◆ WORK TO DO ◆
Set out every line of the rows below as a JSON list of strings, one string per line with blank lines omitted. Leave the pictures out of the list.

◆ DATA PROVIDED ◆

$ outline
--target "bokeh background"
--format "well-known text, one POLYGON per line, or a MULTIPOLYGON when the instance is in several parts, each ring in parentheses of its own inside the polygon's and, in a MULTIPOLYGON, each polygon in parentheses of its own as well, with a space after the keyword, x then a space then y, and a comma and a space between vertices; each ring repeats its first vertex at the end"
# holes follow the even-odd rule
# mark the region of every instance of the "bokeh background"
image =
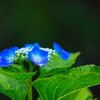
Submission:
MULTIPOLYGON (((81 51, 76 65, 100 65, 99 0, 0 1, 0 50, 34 42, 52 48, 54 41, 81 51)), ((100 86, 91 91, 100 98, 100 86)))

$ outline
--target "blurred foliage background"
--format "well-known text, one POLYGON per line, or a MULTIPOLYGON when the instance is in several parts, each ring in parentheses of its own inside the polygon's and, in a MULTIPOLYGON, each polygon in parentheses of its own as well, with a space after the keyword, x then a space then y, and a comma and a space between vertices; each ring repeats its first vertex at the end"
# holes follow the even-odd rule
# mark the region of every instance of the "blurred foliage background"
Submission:
MULTIPOLYGON (((99 5, 99 0, 1 0, 0 50, 34 42, 52 47, 56 41, 82 52, 77 64, 100 65, 99 5)), ((92 90, 96 96, 98 88, 92 90)))

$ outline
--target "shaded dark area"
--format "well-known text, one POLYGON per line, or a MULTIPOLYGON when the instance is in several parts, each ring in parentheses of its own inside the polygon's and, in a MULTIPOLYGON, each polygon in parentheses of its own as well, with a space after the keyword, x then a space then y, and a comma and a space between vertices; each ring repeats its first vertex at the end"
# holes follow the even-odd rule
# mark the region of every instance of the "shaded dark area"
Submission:
MULTIPOLYGON (((0 50, 34 42, 52 48, 57 41, 70 52, 81 51, 77 65, 100 65, 99 5, 99 0, 1 0, 0 50)), ((100 97, 98 90, 92 88, 100 97)))

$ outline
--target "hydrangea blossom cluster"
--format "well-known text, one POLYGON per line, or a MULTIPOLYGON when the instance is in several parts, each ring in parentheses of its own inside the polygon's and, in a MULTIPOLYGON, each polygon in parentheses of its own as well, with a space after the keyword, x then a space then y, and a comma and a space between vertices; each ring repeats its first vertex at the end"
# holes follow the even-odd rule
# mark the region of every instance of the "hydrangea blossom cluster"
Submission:
POLYGON ((52 54, 58 54, 60 58, 68 60, 70 53, 65 51, 59 44, 54 43, 54 50, 42 48, 38 43, 26 44, 22 48, 12 47, 5 49, 0 53, 0 66, 7 67, 18 60, 30 60, 35 65, 45 66, 50 60, 52 54))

◆ FINISHED EXERCISE ◆
[
  "$ outline",
  "--target \"bokeh background\"",
  "--format \"well-known text, one POLYGON per line, or a MULTIPOLYGON when the instance is in several parts, each ring in parentheses of its own inside the polygon's and, in a MULTIPOLYGON, each polygon in parentheses of its own as well, with a space after the keyword, x then a space then y, and a comma and a space between vertices; each ring repeats its first vertex at the end\"",
  "# holes follow the even-odd rule",
  "# mark the region of every instance of the \"bokeh background\"",
  "image =",
  "Submission:",
  "MULTIPOLYGON (((81 51, 76 65, 100 65, 99 0, 0 1, 0 50, 34 42, 52 48, 54 41, 81 51)), ((100 86, 91 91, 100 98, 100 86)))",
  "$ outline",
  "--target \"blurred foliage background\"",
  "--format \"well-known text, one POLYGON per line, or a MULTIPOLYGON when the instance is in several parts, each ring in parentheses of its own inside the polygon's and, in a MULTIPOLYGON, each polygon in parentheses of its own as well, with a space after the keyword, x then a space then y, and a comma and a space between vertices; each ring repeats its first vertex at the end\"",
  "# holes follow the even-odd rule",
  "# mark the region of every instance of the \"blurred foliage background\"",
  "Submission:",
  "MULTIPOLYGON (((99 5, 99 0, 1 0, 0 50, 34 42, 52 47, 56 41, 82 52, 77 64, 100 65, 99 5)), ((92 90, 96 96, 98 88, 92 90)))",
  "$ outline",
  "--target \"shaded dark area\"",
  "--format \"well-known text, one POLYGON per line, or a MULTIPOLYGON when the instance is in several parts, each ring in parentheses of its own inside the polygon's and, in a MULTIPOLYGON, each polygon in parentheses of its own as well, with a space after the keyword, x then a space then y, and a comma and a space between vertices; each ring repeats its first vertex at the end\"",
  "# holes follow the even-odd rule",
  "# mark the region of every instance of the \"shaded dark area\"",
  "Submission:",
  "MULTIPOLYGON (((0 50, 34 42, 52 48, 57 41, 70 52, 81 51, 77 65, 100 65, 99 5, 99 0, 1 0, 0 50)), ((100 97, 98 90, 92 88, 100 97)))",
  "$ outline",
  "--target \"hydrangea blossom cluster\"",
  "--format \"well-known text, one POLYGON per line, or a MULTIPOLYGON when the instance is in several parts, each ring in parentheses of its own inside the polygon's and, in a MULTIPOLYGON, each polygon in parentheses of its own as well, with a space after the keyword, x then a space then y, and a comma and a space between vertices; each ring repeats its first vertex at the end\"",
  "# holes follow the even-odd rule",
  "# mark the region of every instance of the \"hydrangea blossom cluster\"",
  "Submission:",
  "POLYGON ((52 54, 58 54, 60 58, 68 60, 70 53, 65 51, 59 44, 54 43, 54 50, 42 48, 38 43, 26 44, 22 48, 12 47, 5 49, 0 53, 0 66, 7 67, 18 60, 30 60, 35 65, 45 66, 50 60, 52 54))"
]